** Document segment **
# # #

Overall increase in delinquencies. During the last two years, overall portfolio performance has deteriorated. Although it seems to be stabilizing, delinquencies continue to be an issue for lenders, even causing some to discontinue operations or pull out of the machine tool market. Although many lenders have tightened credit policies or changed the requirements for obtaining credit, success depends on balancing the increased risks with credit enhancements such as structure, collateral, or cash.
Requests for longer-term transactions. As mentioned earlier, longer repayment terms mean higher and longer collateral risks. In addition, a customer often requests a longer and more affordable payment term, but again, this works against the lender's risk equation. The typical transaction averages approximately 60 months, and lenders try to match the term with the credit risk.
A company undergoing a financial downturn needs to explain to a lender why it's in such straits, what it is doing to compensate for the problem, and what justifies a capital expenditure. Once a lender has all this relevant information, it can evaluate whether it's worth taking the risk in a transaction. At this point, commercial lenders evaluate three types of risk — credit risk, collateral risk, and structure risk.
For credit risks, a lender looks at three financial statements — balance sheet, income statement, and cash-flow statement — and then applies traditional credit-analysis methods. The condition of the balance sheet is related to liquidity, receivables, and inventory turn days/cash cycle; overall debt; and working capital. Using the familiar ratios such as current ratio, turnover ratios, and debt-to-equity gives the lender an indication of the financial health of a company at a specific point in time.
The income statement brings together the company's operations, and a lender uses it for trend analysis as it relates to revenues, margins, and profitability. Schedules for cost of goods sold as well as selling, general, and administrative expenses can provide insight into the causes of trend changes. Individual line items such as materials, labor, and officer salaries can significantly influence a company's performance.
The cash-flow statement, whether provided with the company financials or generated by the lender through a formalized computer program, helps the lender determine how a company generates cash and if it has sufficient cash flow to satisfy current and proposed obligations.
The lender must determine if the company can handle the new equipment request based on its historical numbers or if it has to grow revenue to pay for the new debt.
When analyzing collateral risk, a lender looks at the make, type, age, and price of the equipment a company wants to buy. If a machine is nonstandard, the lender is at more potential risk if the machine is resold in the open market.

# # #

** Material to process **
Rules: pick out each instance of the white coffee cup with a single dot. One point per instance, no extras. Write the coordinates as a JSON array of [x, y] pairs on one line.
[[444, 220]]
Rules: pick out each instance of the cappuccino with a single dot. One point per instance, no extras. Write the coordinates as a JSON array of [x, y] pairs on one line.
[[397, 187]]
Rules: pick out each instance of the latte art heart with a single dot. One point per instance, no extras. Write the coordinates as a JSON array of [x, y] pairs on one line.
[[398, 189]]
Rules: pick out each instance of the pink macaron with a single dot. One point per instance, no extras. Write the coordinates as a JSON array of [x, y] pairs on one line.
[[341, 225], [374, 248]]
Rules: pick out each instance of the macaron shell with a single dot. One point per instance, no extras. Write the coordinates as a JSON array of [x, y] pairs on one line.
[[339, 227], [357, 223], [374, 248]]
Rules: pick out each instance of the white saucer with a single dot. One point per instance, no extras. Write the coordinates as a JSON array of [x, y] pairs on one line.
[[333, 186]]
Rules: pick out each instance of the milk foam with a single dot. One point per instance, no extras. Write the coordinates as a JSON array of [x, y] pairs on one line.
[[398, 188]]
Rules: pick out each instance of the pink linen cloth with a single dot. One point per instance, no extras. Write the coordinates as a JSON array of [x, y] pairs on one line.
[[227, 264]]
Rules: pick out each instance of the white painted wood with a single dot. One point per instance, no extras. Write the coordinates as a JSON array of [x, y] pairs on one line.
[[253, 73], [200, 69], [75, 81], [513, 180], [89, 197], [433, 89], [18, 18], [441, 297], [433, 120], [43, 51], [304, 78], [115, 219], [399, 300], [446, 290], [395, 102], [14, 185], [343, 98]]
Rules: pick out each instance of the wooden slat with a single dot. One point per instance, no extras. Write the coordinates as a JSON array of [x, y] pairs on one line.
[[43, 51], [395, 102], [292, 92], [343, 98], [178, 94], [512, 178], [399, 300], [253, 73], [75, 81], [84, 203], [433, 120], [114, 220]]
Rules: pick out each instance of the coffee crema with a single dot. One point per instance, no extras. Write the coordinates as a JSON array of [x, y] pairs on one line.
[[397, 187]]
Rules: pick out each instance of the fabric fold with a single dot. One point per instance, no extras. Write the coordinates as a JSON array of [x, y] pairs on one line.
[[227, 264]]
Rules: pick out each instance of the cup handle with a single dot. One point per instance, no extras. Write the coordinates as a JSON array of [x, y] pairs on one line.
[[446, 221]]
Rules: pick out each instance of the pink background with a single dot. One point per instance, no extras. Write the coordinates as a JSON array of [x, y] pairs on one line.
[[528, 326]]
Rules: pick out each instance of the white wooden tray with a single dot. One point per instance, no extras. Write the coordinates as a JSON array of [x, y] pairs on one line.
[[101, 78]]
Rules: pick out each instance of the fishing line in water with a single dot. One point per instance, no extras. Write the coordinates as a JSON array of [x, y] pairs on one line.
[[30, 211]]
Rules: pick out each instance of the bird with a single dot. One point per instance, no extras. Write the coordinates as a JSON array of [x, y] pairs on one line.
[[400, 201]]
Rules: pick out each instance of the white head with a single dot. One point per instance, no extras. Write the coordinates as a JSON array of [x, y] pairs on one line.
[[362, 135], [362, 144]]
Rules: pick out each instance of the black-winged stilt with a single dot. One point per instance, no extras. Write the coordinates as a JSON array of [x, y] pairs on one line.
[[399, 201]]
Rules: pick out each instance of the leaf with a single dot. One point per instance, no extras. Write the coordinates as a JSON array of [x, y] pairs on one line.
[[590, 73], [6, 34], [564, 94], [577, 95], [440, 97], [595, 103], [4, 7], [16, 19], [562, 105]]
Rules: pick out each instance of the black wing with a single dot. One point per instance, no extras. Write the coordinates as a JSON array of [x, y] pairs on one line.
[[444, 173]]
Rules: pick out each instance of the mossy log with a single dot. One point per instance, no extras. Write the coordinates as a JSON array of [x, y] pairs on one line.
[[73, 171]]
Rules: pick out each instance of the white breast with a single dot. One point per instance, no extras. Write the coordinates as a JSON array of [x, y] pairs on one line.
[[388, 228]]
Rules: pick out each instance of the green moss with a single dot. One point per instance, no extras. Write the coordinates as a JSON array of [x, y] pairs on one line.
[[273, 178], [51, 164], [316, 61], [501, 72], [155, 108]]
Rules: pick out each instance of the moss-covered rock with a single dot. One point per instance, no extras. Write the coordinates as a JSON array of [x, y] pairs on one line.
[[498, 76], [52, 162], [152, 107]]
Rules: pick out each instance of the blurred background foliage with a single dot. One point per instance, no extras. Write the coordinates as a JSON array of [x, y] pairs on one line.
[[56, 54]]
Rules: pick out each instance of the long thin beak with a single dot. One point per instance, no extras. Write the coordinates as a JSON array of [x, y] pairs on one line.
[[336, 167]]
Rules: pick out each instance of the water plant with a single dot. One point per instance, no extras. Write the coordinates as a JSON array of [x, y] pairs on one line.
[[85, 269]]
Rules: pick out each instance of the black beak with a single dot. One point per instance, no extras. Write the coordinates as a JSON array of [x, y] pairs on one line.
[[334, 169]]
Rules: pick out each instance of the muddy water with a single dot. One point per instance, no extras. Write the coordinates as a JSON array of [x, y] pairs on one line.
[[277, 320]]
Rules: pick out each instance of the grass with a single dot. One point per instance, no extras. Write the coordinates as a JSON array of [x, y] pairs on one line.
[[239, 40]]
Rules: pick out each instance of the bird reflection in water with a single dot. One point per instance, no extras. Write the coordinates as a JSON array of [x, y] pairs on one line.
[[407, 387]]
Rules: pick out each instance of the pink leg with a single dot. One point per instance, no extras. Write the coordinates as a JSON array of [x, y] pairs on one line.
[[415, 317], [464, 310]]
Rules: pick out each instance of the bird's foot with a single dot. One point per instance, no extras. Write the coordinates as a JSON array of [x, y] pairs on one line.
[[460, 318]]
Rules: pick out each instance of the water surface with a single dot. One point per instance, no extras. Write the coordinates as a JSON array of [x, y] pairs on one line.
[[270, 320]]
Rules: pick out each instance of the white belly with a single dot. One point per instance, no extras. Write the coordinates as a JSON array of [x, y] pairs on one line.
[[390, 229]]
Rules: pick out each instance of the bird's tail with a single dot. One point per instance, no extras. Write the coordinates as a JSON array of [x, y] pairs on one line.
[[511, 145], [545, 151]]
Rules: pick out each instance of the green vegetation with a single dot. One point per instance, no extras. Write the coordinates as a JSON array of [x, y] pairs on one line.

# # #

** Brief 1 **
In the listing, copy verbatim the lines from the one containing "Rules: pick out each instance of the black wing" up to and including the one containing "[[388, 228]]".
** Brief 2 **
Carry on the text on lender risk in machine tool financing from the point where it stops.

** Result 1 **
Rules: pick out each instance of the black wing with a single dot. One point per instance, no extras. Write the coordinates as a JSON array of [x, y] pairs on one line.
[[444, 173]]
Rules: pick out each instance of the mossy log with a single dot. One point per instance, no extras. Write the coordinates as a JSON array of [x, y] pairs on one line.
[[73, 171]]
Rules: pick out each instance of the white breast with a single dot. One point per instance, no extras. Write the coordinates as a JSON array of [x, y] pairs on one line.
[[388, 228]]

** Result 2 **
Structure risk is something the lender must also take into account. The lender can put itself at significant risk by allowing too many skip or reduced payments, taking too high a residual position on a piece of collateral, or extending credit for too many months.
Lenders will analyze all three risks before making credit decisions. They'll be more cautious about taking on abnormally high structure risk, but more willing to accept normal risk in either the credit or the collateral side of the equation. However, they won't take credit and collateral risks in the same transaction.
In addition to the risk/reward equation, a lender prices in the appropriate profit on a transaction to offset the level of risk. Called a "spread income," the profit essentially equates to the difference between the rate the customer pays for borrowing versus the cost of capital for the lender. The spread income must pay for all of the related costs to the transaction. Therefore the lender also takes into account personnel costs to formulate, process, under-write, invoice, collect, and market the equipment (if necessary).
Sources of repayment
Lenders typically rely on three basic repayment sources — cash flow, guarantors, and liquidation of collateral. Cash flow, in its most basic form, equates to the profit of the company plus any non-cash expenses. Careful analysis of cash flow tells the lender if the customer can repay the proposed loan based on its current financial condition. In many cases, the increased sales/revenues from a new contract are the source of the repayment. If that is the case, a lender may want to review the new contract or get confirmation of orders for the new equipment to justify the credit extension.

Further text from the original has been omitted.